| WHAT YOU HAVE TO DO |
Could you write out the records below exactly, without omitting a line?

---------- RECORDED INFORMATION

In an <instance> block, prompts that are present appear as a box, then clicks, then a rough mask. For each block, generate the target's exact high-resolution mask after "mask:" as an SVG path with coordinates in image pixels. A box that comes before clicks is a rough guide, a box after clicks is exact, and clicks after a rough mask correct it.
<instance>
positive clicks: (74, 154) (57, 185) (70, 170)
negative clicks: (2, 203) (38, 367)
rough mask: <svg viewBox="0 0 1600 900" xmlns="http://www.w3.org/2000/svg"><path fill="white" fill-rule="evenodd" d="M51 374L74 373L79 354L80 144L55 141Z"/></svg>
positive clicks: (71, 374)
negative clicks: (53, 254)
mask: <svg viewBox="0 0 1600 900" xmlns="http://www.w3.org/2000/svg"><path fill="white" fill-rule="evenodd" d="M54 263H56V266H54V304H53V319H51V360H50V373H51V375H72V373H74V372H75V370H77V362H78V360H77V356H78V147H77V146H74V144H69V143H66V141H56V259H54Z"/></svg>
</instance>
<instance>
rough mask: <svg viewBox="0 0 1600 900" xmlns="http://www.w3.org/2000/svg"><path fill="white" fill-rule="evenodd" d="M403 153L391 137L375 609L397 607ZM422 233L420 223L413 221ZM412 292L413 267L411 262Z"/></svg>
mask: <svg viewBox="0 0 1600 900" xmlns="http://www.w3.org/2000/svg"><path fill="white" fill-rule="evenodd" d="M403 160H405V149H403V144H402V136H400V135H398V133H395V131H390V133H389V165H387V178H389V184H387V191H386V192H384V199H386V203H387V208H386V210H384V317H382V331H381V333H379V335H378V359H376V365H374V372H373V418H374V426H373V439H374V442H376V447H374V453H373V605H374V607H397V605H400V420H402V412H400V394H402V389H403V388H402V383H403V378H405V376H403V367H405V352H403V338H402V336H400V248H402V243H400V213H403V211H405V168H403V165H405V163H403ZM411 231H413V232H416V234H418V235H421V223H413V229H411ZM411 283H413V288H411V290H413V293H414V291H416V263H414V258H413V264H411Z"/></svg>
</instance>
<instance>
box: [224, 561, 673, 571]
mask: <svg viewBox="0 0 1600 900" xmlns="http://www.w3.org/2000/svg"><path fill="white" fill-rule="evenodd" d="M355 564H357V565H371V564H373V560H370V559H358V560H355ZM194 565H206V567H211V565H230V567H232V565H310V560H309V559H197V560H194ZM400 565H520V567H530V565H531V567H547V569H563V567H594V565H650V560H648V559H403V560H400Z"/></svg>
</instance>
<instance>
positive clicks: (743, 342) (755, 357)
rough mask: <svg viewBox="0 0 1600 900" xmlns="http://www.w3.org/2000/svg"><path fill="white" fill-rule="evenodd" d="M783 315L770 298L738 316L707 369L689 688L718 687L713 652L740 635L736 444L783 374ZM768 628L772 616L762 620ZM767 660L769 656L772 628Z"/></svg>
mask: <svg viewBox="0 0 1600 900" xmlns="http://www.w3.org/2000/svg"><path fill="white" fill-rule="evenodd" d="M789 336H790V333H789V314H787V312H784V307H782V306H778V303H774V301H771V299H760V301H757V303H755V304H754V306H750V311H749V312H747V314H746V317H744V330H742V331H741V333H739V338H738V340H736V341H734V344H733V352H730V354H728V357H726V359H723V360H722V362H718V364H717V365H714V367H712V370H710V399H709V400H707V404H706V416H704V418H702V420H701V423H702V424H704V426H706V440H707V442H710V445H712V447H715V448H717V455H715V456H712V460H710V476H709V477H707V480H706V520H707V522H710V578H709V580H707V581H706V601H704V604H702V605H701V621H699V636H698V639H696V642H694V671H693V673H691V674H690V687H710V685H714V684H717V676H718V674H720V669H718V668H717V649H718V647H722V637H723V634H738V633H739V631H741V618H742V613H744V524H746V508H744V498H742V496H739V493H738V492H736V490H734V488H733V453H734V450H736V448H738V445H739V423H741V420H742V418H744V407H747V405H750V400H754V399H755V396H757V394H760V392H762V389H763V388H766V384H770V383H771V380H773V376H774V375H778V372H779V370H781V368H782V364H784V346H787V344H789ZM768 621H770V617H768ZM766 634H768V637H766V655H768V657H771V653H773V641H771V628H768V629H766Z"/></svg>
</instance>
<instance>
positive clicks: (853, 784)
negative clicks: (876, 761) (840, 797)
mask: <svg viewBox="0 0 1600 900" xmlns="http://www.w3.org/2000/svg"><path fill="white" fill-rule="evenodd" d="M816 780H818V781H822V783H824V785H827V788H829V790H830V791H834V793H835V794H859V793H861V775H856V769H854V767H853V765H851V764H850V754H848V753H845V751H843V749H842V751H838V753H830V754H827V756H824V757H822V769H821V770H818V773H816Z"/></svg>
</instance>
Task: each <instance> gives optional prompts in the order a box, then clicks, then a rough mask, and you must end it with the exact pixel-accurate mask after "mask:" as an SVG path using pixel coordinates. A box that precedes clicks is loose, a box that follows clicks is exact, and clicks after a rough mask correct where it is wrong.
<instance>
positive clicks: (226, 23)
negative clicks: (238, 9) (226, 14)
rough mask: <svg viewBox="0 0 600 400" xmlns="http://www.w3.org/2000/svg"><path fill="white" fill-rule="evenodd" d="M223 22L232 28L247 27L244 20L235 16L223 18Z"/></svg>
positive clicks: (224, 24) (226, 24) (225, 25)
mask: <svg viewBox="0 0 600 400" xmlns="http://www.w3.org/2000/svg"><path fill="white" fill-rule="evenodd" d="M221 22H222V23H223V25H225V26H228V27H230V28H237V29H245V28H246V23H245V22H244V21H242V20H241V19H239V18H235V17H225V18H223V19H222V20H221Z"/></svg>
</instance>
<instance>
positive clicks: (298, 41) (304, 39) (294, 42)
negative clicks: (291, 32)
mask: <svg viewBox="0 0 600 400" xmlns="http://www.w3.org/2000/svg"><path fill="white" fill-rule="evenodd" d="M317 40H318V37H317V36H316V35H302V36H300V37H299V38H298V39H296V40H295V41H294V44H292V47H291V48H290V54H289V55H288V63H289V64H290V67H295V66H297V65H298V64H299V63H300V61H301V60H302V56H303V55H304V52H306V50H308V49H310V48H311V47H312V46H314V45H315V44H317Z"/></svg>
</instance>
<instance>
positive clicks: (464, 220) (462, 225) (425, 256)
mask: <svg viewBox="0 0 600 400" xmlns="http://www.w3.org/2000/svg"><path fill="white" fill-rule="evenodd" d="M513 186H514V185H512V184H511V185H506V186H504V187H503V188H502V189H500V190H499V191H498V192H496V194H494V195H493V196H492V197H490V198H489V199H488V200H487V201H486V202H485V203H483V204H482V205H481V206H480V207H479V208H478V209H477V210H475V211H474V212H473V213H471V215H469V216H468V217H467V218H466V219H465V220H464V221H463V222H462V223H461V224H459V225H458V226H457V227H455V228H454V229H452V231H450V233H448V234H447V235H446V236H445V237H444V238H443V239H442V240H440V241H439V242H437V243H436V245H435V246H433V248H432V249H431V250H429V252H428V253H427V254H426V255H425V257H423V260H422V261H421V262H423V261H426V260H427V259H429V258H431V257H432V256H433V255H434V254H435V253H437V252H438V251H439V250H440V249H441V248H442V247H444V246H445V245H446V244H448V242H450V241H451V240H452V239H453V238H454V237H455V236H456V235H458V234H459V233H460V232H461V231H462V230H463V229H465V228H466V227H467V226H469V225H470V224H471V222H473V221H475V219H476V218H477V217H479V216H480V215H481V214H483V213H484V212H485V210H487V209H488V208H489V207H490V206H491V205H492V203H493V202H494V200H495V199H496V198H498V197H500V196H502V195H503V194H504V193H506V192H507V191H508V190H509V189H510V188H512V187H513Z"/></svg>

--------------------

| RESPONSE TO THE TASK |
In an <instance> block, prompts that are present appear as a box, then clicks, then a rough mask. For each block, generate the target's exact high-resolution mask after "mask:" as an SVG path with coordinates in image pixels. A box that comes before clicks is a rough guide, a box after clicks is exact, and clicks after a rough mask correct it.
<instance>
positive clicks: (74, 154) (57, 185) (70, 170)
negative clicks: (2, 203) (38, 367)
rough mask: <svg viewBox="0 0 1600 900" xmlns="http://www.w3.org/2000/svg"><path fill="white" fill-rule="evenodd" d="M51 374L74 373L79 354L80 144L55 141Z"/></svg>
positive clicks: (71, 374)
negative clicks: (53, 254)
mask: <svg viewBox="0 0 1600 900" xmlns="http://www.w3.org/2000/svg"><path fill="white" fill-rule="evenodd" d="M54 263H56V266H54V304H53V319H51V360H50V373H51V375H72V373H74V372H75V370H77V362H78V360H77V356H78V147H77V146H74V144H69V143H66V141H56V259H54Z"/></svg>
</instance>
<instance>
rough mask: <svg viewBox="0 0 1600 900" xmlns="http://www.w3.org/2000/svg"><path fill="white" fill-rule="evenodd" d="M403 153L391 137L375 609L397 607ZM422 233L420 223L413 221ZM412 292L413 267L411 262Z"/></svg>
mask: <svg viewBox="0 0 1600 900" xmlns="http://www.w3.org/2000/svg"><path fill="white" fill-rule="evenodd" d="M403 160H405V149H403V144H402V136H400V135H398V133H395V131H390V133H389V165H387V178H389V184H387V191H386V192H384V199H386V203H387V208H386V210H384V317H382V331H381V333H379V335H378V359H376V365H374V372H373V418H374V426H373V439H374V442H376V447H374V453H373V605H374V607H397V605H400V420H402V412H400V394H402V389H403V388H402V383H403V378H405V376H403V367H405V352H403V338H402V336H400V248H402V243H400V213H403V211H405V168H403V165H405V163H403ZM411 231H413V232H416V234H418V235H421V223H413V229H411ZM411 283H413V288H411V290H413V293H414V291H416V263H414V258H413V264H411Z"/></svg>
</instance>
<instance>
box: [224, 561, 673, 571]
mask: <svg viewBox="0 0 1600 900" xmlns="http://www.w3.org/2000/svg"><path fill="white" fill-rule="evenodd" d="M355 564H357V565H371V564H373V560H370V559H358V560H355ZM194 565H206V567H211V565H230V567H232V565H310V560H309V559H197V560H194ZM400 565H520V567H530V565H531V567H547V569H563V567H594V565H650V560H648V559H403V560H400Z"/></svg>
</instance>
<instance>
positive clicks: (743, 342) (755, 357)
rough mask: <svg viewBox="0 0 1600 900" xmlns="http://www.w3.org/2000/svg"><path fill="white" fill-rule="evenodd" d="M783 315L770 298L738 316L707 369L689 688L718 687L713 652L740 635L736 444L783 374ZM768 628L772 616L762 620ZM767 660L769 656L772 628Z"/></svg>
mask: <svg viewBox="0 0 1600 900" xmlns="http://www.w3.org/2000/svg"><path fill="white" fill-rule="evenodd" d="M789 336H790V333H789V314H787V312H784V307H782V306H778V303H774V301H771V299H760V301H757V303H755V304H754V306H750V311H749V312H747V314H746V317H744V330H742V331H741V333H739V338H738V340H736V341H734V344H733V352H730V354H728V357H726V359H723V360H722V362H718V364H717V365H714V367H712V370H710V399H709V400H707V404H706V416H704V418H702V420H701V423H702V424H704V426H706V440H707V442H710V445H712V447H715V448H717V455H715V456H712V460H710V476H709V477H707V480H706V520H707V522H710V578H709V580H707V581H706V601H704V604H702V605H701V621H699V636H698V639H696V642H694V671H693V673H691V674H690V687H710V685H714V684H717V676H718V674H720V669H718V668H717V649H718V647H722V637H723V634H738V633H739V631H741V618H742V613H744V524H746V508H744V498H742V496H739V493H738V492H736V490H734V488H733V453H734V450H736V448H738V445H739V423H741V420H742V418H744V407H747V405H750V400H754V399H755V396H757V394H760V392H762V389H763V388H766V384H770V383H771V380H773V376H774V375H778V372H779V370H781V368H782V364H784V346H787V344H789ZM768 621H770V617H768ZM766 634H768V637H766V655H768V657H771V653H773V641H771V628H768V629H766Z"/></svg>
</instance>
<instance>
positive clicks: (853, 784)
negative clicks: (876, 761) (840, 797)
mask: <svg viewBox="0 0 1600 900" xmlns="http://www.w3.org/2000/svg"><path fill="white" fill-rule="evenodd" d="M816 780H818V781H822V783H824V785H827V788H829V790H830V791H834V793H835V794H859V793H861V775H856V769H854V767H853V765H851V764H850V754H848V753H845V751H843V749H842V751H838V753H830V754H827V756H824V757H822V769H821V770H818V773H816Z"/></svg>
</instance>
Task: each <instance> gives optional prompts in the order a box, then clicks, then a rough mask, and you must end it with the exact pixel-accurate mask after "mask:" as an SVG path using pixel coordinates. A box that precedes clicks is loose, a box that follows clicks is exact, and clicks after a rough mask correct where it is wrong.
<instance>
positive clicks: (226, 23)
negative clicks: (238, 9) (226, 14)
rough mask: <svg viewBox="0 0 600 400" xmlns="http://www.w3.org/2000/svg"><path fill="white" fill-rule="evenodd" d="M223 22L232 28L247 27L244 20L235 16L223 18Z"/></svg>
positive clicks: (224, 24) (226, 24) (225, 25)
mask: <svg viewBox="0 0 600 400" xmlns="http://www.w3.org/2000/svg"><path fill="white" fill-rule="evenodd" d="M221 22H222V23H223V25H225V26H228V27H230V28H237V29H245V28H246V23H245V22H244V21H242V20H241V19H239V18H235V17H225V18H223V19H222V20H221Z"/></svg>
</instance>
<instance>
positive clicks: (298, 41) (304, 39) (294, 42)
negative clicks: (291, 32)
mask: <svg viewBox="0 0 600 400" xmlns="http://www.w3.org/2000/svg"><path fill="white" fill-rule="evenodd" d="M317 40H318V37H317V36H316V35H302V36H300V37H299V38H298V39H296V40H295V41H294V44H292V47H291V48H290V54H289V55H288V63H289V64H290V67H295V66H297V65H298V64H299V63H300V61H301V60H302V56H303V55H304V52H306V50H308V49H310V48H311V47H312V46H314V45H315V44H317Z"/></svg>
</instance>
<instance>
positive clicks: (464, 220) (462, 225) (425, 256)
mask: <svg viewBox="0 0 600 400" xmlns="http://www.w3.org/2000/svg"><path fill="white" fill-rule="evenodd" d="M513 186H514V185H512V184H511V185H506V186H504V187H503V188H502V189H500V190H499V191H498V192H496V194H494V195H493V196H492V197H490V198H489V199H488V200H487V201H486V202H485V203H483V204H482V205H481V206H480V207H479V208H478V209H477V210H475V211H474V212H473V213H471V215H469V216H468V217H467V218H466V219H465V220H464V221H463V222H462V223H461V224H459V225H458V226H457V227H455V228H454V229H452V231H450V233H448V234H447V235H446V236H445V237H444V238H443V239H442V240H440V241H439V242H437V243H436V245H435V246H433V248H432V249H431V250H429V252H428V253H427V254H426V255H425V257H423V260H422V261H421V262H423V261H426V260H427V259H429V258H431V257H432V256H433V255H434V254H435V253H437V252H438V251H439V250H440V249H441V248H442V247H444V246H445V245H446V244H448V242H450V241H451V240H452V239H453V238H454V237H455V236H456V235H458V234H459V233H460V232H461V231H462V230H463V229H465V228H466V227H467V226H469V225H470V224H471V222H473V221H475V219H476V218H477V217H479V216H480V215H481V214H483V213H484V212H485V210H487V209H488V208H489V207H490V206H491V205H492V203H493V202H494V200H495V199H496V198H498V197H500V196H502V195H503V194H504V193H506V192H507V191H508V190H509V189H510V188H512V187H513Z"/></svg>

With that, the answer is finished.